START Passage provided

问题
I am trying to block anything external loaded by TEmbeddedWB or TWebBrowser (or TCppWebBrowser). I would like to block anything that is loaded from Internet including images, javascript, external CSS, external [embed] or [object] or [applet] or [frame] or [iframe], executing JavaScript that can load external content etc.
This problem consists of 2 parts:
- putting web browser into "restrict all" (except basic HTML without images) and detecting if such content exists
- if external content is not present ok, if it is, showing a "download bar" which after click puts web browser into "download all" mode and gets all content.

END Passage provided
START Data entries

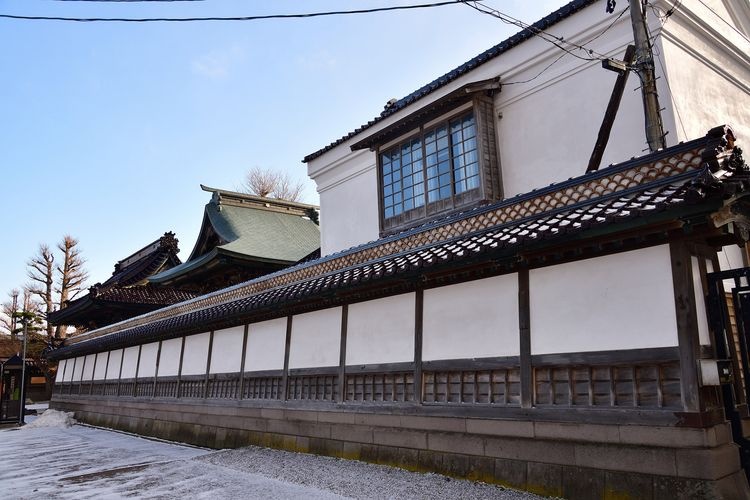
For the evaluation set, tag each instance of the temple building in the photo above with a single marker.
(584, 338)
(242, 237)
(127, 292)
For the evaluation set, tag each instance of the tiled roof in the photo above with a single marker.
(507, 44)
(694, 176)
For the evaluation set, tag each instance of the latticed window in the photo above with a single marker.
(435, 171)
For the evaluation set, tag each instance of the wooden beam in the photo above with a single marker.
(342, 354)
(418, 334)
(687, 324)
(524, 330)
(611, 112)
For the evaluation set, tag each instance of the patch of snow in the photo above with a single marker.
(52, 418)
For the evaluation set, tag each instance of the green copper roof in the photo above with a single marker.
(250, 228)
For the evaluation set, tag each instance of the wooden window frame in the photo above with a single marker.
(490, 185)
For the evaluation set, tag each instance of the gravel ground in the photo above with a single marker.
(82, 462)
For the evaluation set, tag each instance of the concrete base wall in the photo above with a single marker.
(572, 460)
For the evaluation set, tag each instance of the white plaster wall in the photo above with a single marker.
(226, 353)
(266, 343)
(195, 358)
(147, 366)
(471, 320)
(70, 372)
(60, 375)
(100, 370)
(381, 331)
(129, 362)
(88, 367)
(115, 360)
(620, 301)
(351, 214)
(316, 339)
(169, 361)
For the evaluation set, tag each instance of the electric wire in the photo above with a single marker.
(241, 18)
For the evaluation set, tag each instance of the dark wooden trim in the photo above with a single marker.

END Data entries
START Data entries

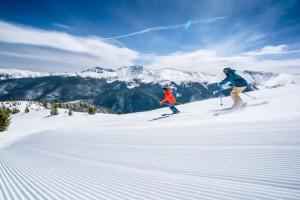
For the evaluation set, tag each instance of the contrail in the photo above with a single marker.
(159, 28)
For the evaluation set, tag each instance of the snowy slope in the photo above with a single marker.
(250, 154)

END Data entries

## What you need to do:
• A. List the browser components named in the question about blocking external content.
• B. Update the question about blocking external content, starting with "This problem consists" and going on through "gets all content.", so that "web browser" becomes "browser control".
• C. Summarize the question about blocking external content in two sentences.

## Per-task answers:
• A.
TEmbeddedWB
TWebBrowser
TCppWebBrowser

• B.
This problem consists of 2 parts:
- putting browser control into "restrict all" (except basic HTML without images) and detecting if such content exists
- if external content is not present ok, if it is, showing a "download bar" which after click puts browser control into "download all" mode and gets all content.

• C. The asker wants TEmbeddedWB, TWebBrowser or TCppWebBrowser to block everything loaded from the Internet, including images, JavaScript, external CSS, embedded objects and frames, and scripts that load external content. The problem has two parts: putting the browser into a "restrict all" mode that allows only basic HTML without images while detecting whether such content exists, and, if it does, showing a download bar that switches the browser to "download all" mode when clicked.